───── Supplied records

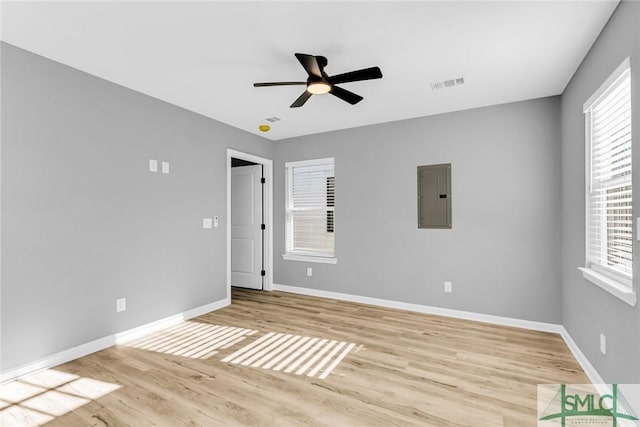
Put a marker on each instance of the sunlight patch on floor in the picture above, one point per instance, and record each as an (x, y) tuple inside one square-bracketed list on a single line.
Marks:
[(39, 398), (300, 355), (196, 340)]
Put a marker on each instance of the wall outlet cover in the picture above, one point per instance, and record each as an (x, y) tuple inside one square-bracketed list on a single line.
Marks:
[(121, 305)]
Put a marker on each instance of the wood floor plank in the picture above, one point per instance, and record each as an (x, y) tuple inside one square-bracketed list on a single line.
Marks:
[(401, 369)]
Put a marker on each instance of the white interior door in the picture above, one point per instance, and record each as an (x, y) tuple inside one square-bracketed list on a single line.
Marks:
[(246, 230)]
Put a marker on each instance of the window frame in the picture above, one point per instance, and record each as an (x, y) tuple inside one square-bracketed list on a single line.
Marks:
[(296, 255), (616, 283)]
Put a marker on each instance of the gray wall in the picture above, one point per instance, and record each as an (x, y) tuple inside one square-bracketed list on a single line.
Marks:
[(503, 253), (588, 310), (84, 222)]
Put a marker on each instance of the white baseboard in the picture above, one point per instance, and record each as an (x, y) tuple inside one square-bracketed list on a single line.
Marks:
[(584, 363), (587, 367), (108, 341), (458, 314)]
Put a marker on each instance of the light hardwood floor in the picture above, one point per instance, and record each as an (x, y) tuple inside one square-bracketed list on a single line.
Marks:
[(403, 369)]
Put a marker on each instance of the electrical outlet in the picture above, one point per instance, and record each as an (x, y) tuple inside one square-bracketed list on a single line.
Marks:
[(448, 287)]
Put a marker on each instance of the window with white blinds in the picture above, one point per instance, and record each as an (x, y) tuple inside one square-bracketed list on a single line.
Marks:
[(609, 204), (310, 208)]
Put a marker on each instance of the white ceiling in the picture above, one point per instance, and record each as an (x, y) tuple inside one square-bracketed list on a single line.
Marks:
[(204, 56)]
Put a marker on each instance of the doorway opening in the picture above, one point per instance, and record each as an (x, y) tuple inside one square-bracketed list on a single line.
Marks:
[(249, 224)]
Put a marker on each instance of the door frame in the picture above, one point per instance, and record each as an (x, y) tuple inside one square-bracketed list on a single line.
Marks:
[(267, 207)]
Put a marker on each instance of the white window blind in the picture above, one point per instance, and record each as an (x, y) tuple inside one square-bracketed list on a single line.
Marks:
[(311, 208), (609, 204)]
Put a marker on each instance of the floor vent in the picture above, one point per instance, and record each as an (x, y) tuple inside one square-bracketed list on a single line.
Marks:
[(447, 83)]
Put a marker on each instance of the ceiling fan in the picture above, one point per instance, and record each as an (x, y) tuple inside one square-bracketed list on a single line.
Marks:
[(319, 82)]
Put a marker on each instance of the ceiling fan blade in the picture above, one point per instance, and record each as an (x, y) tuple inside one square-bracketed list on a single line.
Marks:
[(301, 99), (345, 95), (278, 84), (354, 76), (310, 64)]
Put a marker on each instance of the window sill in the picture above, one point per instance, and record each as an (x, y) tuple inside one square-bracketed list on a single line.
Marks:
[(615, 288), (307, 258)]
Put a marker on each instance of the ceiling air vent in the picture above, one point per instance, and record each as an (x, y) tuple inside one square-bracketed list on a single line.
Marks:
[(447, 83)]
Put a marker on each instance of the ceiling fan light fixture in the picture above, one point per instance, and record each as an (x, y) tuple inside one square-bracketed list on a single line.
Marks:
[(318, 88)]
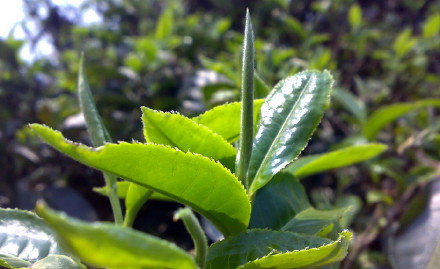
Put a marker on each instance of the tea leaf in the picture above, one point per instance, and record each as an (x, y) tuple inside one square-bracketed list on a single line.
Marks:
[(289, 117), (57, 261), (188, 178), (388, 114), (278, 202), (114, 246), (24, 238), (339, 158), (277, 250), (313, 221), (225, 119), (181, 132)]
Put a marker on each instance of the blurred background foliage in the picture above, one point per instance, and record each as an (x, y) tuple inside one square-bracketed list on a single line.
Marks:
[(185, 56)]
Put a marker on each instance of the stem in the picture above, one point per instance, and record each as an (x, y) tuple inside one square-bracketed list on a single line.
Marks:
[(98, 134), (247, 115), (192, 225)]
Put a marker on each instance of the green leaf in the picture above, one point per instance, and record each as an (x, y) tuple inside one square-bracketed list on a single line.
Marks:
[(339, 158), (114, 246), (355, 16), (276, 250), (387, 114), (165, 24), (352, 104), (57, 261), (225, 119), (313, 221), (24, 237), (289, 117), (123, 189), (12, 262), (278, 202), (431, 27), (189, 178), (181, 132)]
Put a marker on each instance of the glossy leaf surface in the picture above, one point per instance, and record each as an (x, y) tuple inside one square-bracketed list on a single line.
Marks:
[(276, 249), (278, 202), (25, 236), (188, 178), (179, 131), (387, 114), (335, 159), (289, 116), (313, 221), (225, 119), (114, 246), (10, 261), (57, 261)]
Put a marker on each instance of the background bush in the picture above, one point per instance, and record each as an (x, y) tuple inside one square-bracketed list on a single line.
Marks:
[(185, 56)]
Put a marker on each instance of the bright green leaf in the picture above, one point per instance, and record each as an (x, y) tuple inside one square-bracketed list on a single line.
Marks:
[(25, 236), (165, 24), (188, 178), (276, 250), (387, 114), (225, 119), (278, 202), (113, 246), (339, 158), (289, 117)]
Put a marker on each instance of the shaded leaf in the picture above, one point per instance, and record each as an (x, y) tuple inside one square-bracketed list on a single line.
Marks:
[(114, 246), (186, 177), (387, 114), (289, 117), (276, 249), (335, 159), (26, 237), (225, 119), (278, 202)]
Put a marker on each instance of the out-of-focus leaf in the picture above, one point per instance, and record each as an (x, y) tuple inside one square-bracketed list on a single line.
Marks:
[(349, 101), (278, 202), (165, 25), (335, 159), (57, 261), (431, 27), (355, 16), (289, 117), (387, 114), (225, 119), (188, 178), (277, 250), (25, 237), (114, 246)]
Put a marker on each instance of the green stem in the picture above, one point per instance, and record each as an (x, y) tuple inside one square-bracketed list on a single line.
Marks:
[(247, 124), (192, 225)]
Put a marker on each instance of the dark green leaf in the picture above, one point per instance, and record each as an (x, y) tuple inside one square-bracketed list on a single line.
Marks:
[(289, 117), (278, 202), (276, 250)]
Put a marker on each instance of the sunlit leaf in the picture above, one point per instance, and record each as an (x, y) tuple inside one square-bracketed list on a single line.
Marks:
[(188, 178), (276, 250), (112, 246), (289, 117)]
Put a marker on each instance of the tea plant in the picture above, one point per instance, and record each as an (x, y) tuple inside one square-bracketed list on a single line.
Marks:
[(262, 209)]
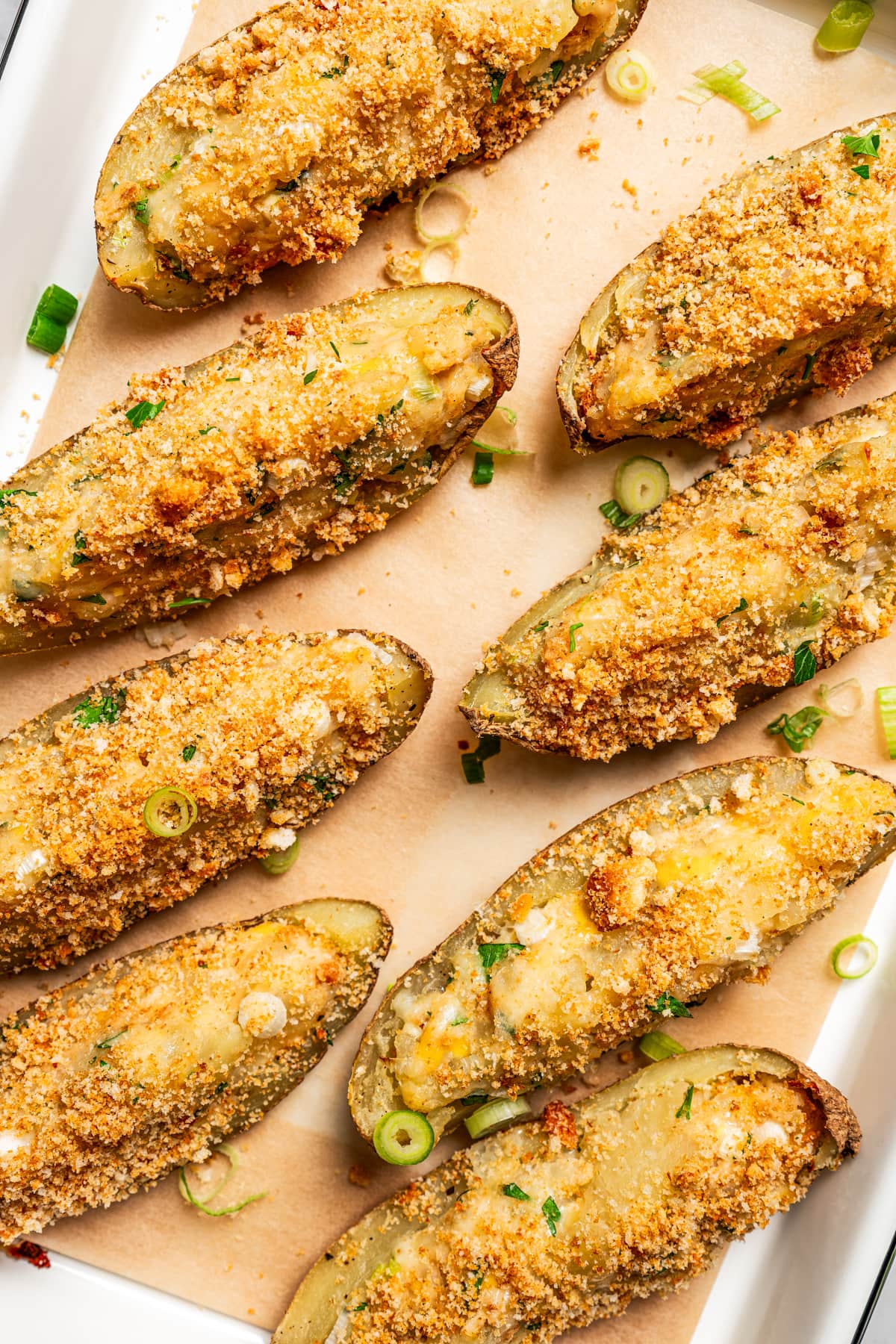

──────────

Arrange the lines above as a Markdown table with two columns, No. and Line, giving each row a number and skipping any blank lines. Leave the pictures out of the table.

# Correct response:
| No. | Line |
|---|---|
| 1 | Put a marker on each instance of the sunlight patch on floor in the picture above, one point per instance, and record each as an (x, y) tuple inside one square-bracketed list on a single line. |
| 2 | Marks: |
| 3 | [(39, 398), (300, 355), (196, 340)] |
| 4 | Put a marker on each instance of the wall outlet cover in the picture above, one point per instance, and record each as an (x, y) tuple inside one square-bracketed list on a single line. |
| 5 | Marks: |
| 6 | [(121, 305)] |
| 7 | Put a marker on each instance of the wood floor plank in the picture above, one point per instance, and record each as an (x, y) tuple inside one square-bracketed list on a single line. |
| 8 | Marks: |
| 9 | [(401, 369)] |
| 10 | Put a marker on each instance of the white interior door in the picture above, one point per instance, and record each as an (x, y) tuple inside one square-bracketed list on a single line. |
| 11 | Marks: |
| 12 | [(246, 230)] |
| 13 | Put a marker on each instance of the window frame in the picture above, one point per instance, and record each as an (x, y) tuple inside one square-bracketed list on a single line. |
| 14 | Marks: |
| 15 | [(296, 255), (616, 283)] |
| 16 | Put a marker on each instance of the gray wall in the picture above, one point per instance, and record each as an (x, y) tuple inside one square-bracketed list on a single line. |
| 17 | Marks: |
| 18 | [(503, 253), (588, 310), (84, 222)] |
| 19 | Put a marker on each instance of the white baseboard in the picture above, one point per instance, and record each as an (x, y) tuple inside one square-bracketed list on a single line. |
| 20 | Marks: |
| 21 | [(584, 363), (587, 367), (108, 341), (458, 314)] |
| 22 | Put a marker on each instance of the light hardwood floor in the picture above, one point per instance, and record each as an (x, y) tuple inside one square-bracketed list on a single line. |
| 23 | Marks: |
| 24 | [(403, 369)] |
| 25 | Put a marker on each instance of the electrical outlet in the picture above, one point per instance, and record each as an (x, y) tuple inside one square-bracketed list on a single line. |
| 26 | Marks: |
| 27 | [(448, 287)] |
| 28 | Put a marker on each instance of the window with white blinds in the picture above, one point per instance, and record each as an (x, y) tuple inside one square-bracketed list on a single line. |
| 29 | Marks: |
| 30 | [(609, 204), (310, 208)] |
| 31 | Put a marker on each instance of the white ceiling in the picture above, one point per instance, and record each as an (x, y) tuple inside one square-bracketed list on a single line. |
| 32 | Marks: |
| 33 | [(204, 56)] |
| 34 | Put a marker on each instance of the doorway opening in the picture above, one point per instance, and record each as an (x, y) tuple inside one square-bracketed list on a single line. |
| 35 | Marks: |
| 36 | [(249, 224)] |
| 37 | Put a marker on each instance of the door frame in the picture above, one point per instance, and record each as an (x, y) tuple inside one square-bracketed list on a single line. |
| 38 | Marks: |
| 39 | [(267, 207)] |
| 40 | Put a marker on each instance of the white window blind in the picture above, one point per instance, and record each as an (x, y) tuple inside one square-bracketed list on a single line. |
| 41 | Marks: |
| 42 | [(311, 208), (609, 204)] |
| 43 | Put a marker on each instance of the floor vent in the picture above, one point per instance, and record each as an (x, y) tuple inside one square-bracketed list on a single line. |
| 44 | Marks: |
| 45 | [(447, 83)] |
| 46 | Put a marker on each instance of the ceiling fan in the picture above, one point per instance, and record each as an (x, y) tuple inside one square-bracketed list on a single line. |
| 47 | Marks: |
| 48 | [(319, 82)] |
| 49 | Put a marker on each instance of the ceiling fan blade in the picture above, one point per instance, and record each as an (x, y) tuple inside one square-bracketed list on a single line. |
| 50 | Marks: |
| 51 | [(301, 99), (345, 95), (278, 84), (354, 76), (310, 64)] |
| 52 | Put a marker on each instance of the window sill in the picture above, one point per instance, and record each as an (x, y) tuple inside one square-bracketed list on a single line. |
| 53 | Marks: |
| 54 | [(615, 288), (307, 258)] |
| 55 | Put a marker on each instance of the ceiling air vent in the picture above, one point per instance, and record each as an (x, y) tuple inside one square-bracketed list on a single line. |
| 56 | Marks: |
| 57 | [(447, 83)] |
| 58 | Put a marker on each instance of the ceiling fan light fixture in the picture above, one point per instance, and record each as an (x, y) tuple inside one square-bracketed list on a single line. |
| 59 | Marks: |
| 60 | [(318, 88)] |
| 61 | Put a marker on each instance of the tea leaf in the picture above, one point per instance, and record each as an (x, y) tuple inside one square-bracketed list on a single line. |
| 62 | Marks: |
| 63 | [(289, 117), (57, 261), (188, 178), (388, 114), (278, 202), (114, 246), (24, 238), (339, 158), (277, 250), (313, 221), (225, 119), (181, 132)] |
| 64 | Put a marker on each instance of the blurred background foliage in the picture above, one point per instance, and record each as an (x, y) tuple inside one square-bracketed list on a single line. |
| 65 | Marks: |
| 66 | [(185, 56)] |
| 67 | Put a marker on each instance of the stem in the picture above, one point per instance, and record each as an (x, y) tuple inside one square-bracketed list on a single line. |
| 68 | Marks: |
| 69 | [(98, 134), (247, 115), (192, 225)] |
| 70 | Put a marker on each instance of the green leaf in the picture above, one point per instance, and record each as an (x, y) tuple inside one square-bracketed list on a single line. |
| 71 | Marks: |
| 72 | [(339, 158), (114, 246), (355, 16), (276, 250), (387, 114), (165, 24), (352, 104), (57, 261), (225, 119), (313, 221), (24, 237), (289, 117), (123, 189), (12, 262), (278, 202), (431, 27), (189, 178), (181, 132)] |
| 73 | Put a marker on each instance of the glossy leaf surface in the picture above, one point per instance, and record each as an (x, y) tuple inside one square-bracketed list on a single line. |
| 74 | Marks: |
| 75 | [(276, 249), (278, 202), (25, 236), (188, 178), (179, 131), (387, 114), (335, 159), (289, 116), (313, 221), (225, 119), (114, 246), (10, 261), (57, 261)] |
| 76 | Put a marker on each instance of the background bush in the picture above, one point per instance, and record each as an (x, y) tuple inside one square-bracketed list on a single line. |
| 77 | Marks: |
| 78 | [(185, 56)] |
| 79 | Put a marker on each instance of the bright green leaf in the picture above, one point per instance, and record each as an (x, y) tuple inside one square-bracketed list on a single line. |
| 80 | Marks: |
| 81 | [(25, 236), (165, 24), (188, 178), (276, 250), (387, 114), (225, 119), (278, 202), (113, 246), (339, 158), (289, 117)] |
| 82 | Put a marker on each instance of the shaded leaf in the picture above, one point per instance, and record each as an (x, y) tuple inside one square-bracketed list on a single line. |
| 83 | Marks: |
| 84 | [(114, 246), (186, 177), (387, 114), (289, 117), (276, 249), (335, 159), (26, 237), (225, 119), (278, 202)] |
| 85 | Put a marker on each instance of the out-of-focus leaf in the picture above, one point per instance, and record each as an (x, y) tuple inside one square-bracketed list on a single line. |
| 86 | Marks: |
| 87 | [(349, 101), (278, 202), (165, 25), (335, 159), (57, 261), (431, 27), (355, 16), (289, 117), (387, 114), (225, 119), (188, 178), (277, 250), (25, 237), (114, 246)] |
| 88 | Put a marker on each instance of the green stem in the picture above, one point per instance, and record each as an (x, y) tuple inside one square-bracketed list on a single line. |
| 89 | Marks: |
| 90 | [(247, 124), (192, 225)] |
| 91 | Put a marker on each instance of the dark green leaf in the picture above, one point per instance, and record each as an (x, y) tuple inside one square-bracketed list on a single line. |
| 92 | Marks: |
| 93 | [(289, 117), (278, 202), (276, 250)] |
| 94 | Put a marker on each instance of the sunlit leaf in the picture above, one point per instance, and record each as an (x, y) tuple inside one square-bracketed list on a single line. |
| 95 | Marks: |
| 96 | [(188, 178), (276, 250), (112, 246), (289, 117)] |
| 97 | Put a marker on each instance of the tea plant in the picture above, one point per instance, and record each as an (x, y) tuple inside one square-bracketed list on a single line. |
| 98 | Marks: |
| 99 | [(262, 209)] |